• **Tâches à réaliser**
(a) Veuillez traduire en anglais cette phrase du texte sur les pansements à l'argent : « Différents pansements ont des quantités variables d’argent et, en comparant leur efficacité antibactérienne in vitro, aucune corrélation n’a été trouvée entre la teneur ou la quantité d’argent libéré et leur activité antimicrobienne. »
(b) Extrayez sans rien modifier le passage du texte sur les pansements à l'argent qui va de « L’argent peut être » jusqu'à « d’argent, sulfadiazine d’argent. » inclus.
(c) Selon le texte sur les pansements à l'argent, pourquoi l'argent contenu dans le pansement doit-il entrer en contact avec l'exsudat de la plaie ? Répondez en une à trois phrases.

• **Texte à analyser**
☆ ☆ ☆ ☆ ☆
L’argent peut être présent dans la structure du pansement ou en tant que revêtement et peut se trouver sous différentes formes :
- Argent élémentaire : argent nanocristallin.
- En tant que composé inorganique : oxyde d’argent, phosphate d’argent, chlorure d’argent, sulfate d’argent, sulfadiazine d’argent.
- En tant que composé organique : alginate d’argent, carboxyméthylcellulose sodique imprégnée d’argent ionique.
Différents pansements ont des quantités variables d’argent et, en comparant leur efficacité antibactérienne in vitro, aucune corrélation n’a été trouvée entre la teneur ou la quantité d’argent libéré et leur activité antimicrobienne.
L’argent contenu dans le pansement doit entrer en contact avec l’exsudat de la plaie pour qu’il se transforme en sa forme ionique et puisse exercer son action antibactérienne. Par conséquent, bien que la teneur en argent soit importante, de nombreux autres facteurs influencent la capacité d’un pansement à détruire les micro-organismes, tels que la distribution et la disponibilité de l’argent dans le pansement et le choix approprié du pansement en fonction de son adaptabilité et de sa capacité d’absorption selon l’exsudat de la plaie5.
☆ ☆ ☆ ☆ ☆
• **Données affichées**
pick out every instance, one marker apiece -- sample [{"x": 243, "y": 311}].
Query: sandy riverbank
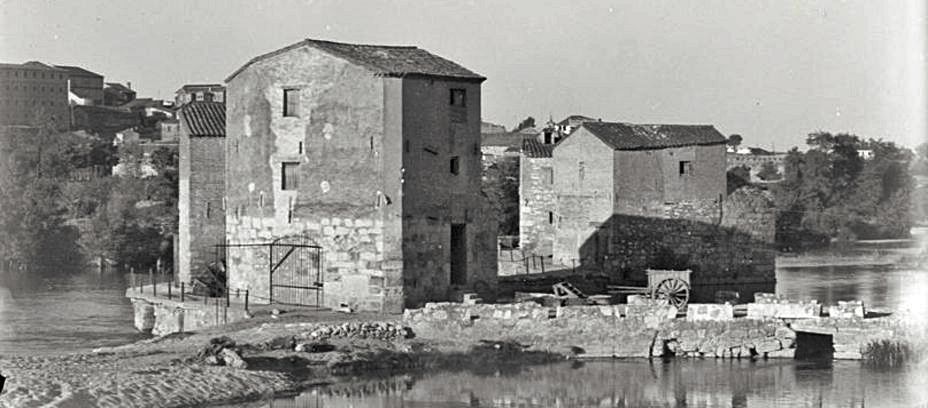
[{"x": 165, "y": 371}]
☆ ☆ ☆ ☆ ☆
• **Corrigé**
(a) Different dressings contain varying amounts of silver and, when their in vitro antibacterial efficacy was compared, no correlation was found between the silver content or the amount of silver released and their antimicrobial activity.

(b)
L’argent peut être présent dans la structure du pansement ou en tant que revêtement et peut se trouver sous différentes formes :
- Argent élémentaire : argent nanocristallin.
- En tant que composé inorganique : oxyde d’argent, phosphate d’argent, chlorure d’argent, sulfate d’argent, sulfadiazine d’argent.

(c) Le contact avec l'exsudat de la plaie permet à l'argent de se transformer en sa forme ionique. C'est sous cette forme qu'il peut exercer son action antibactérienne.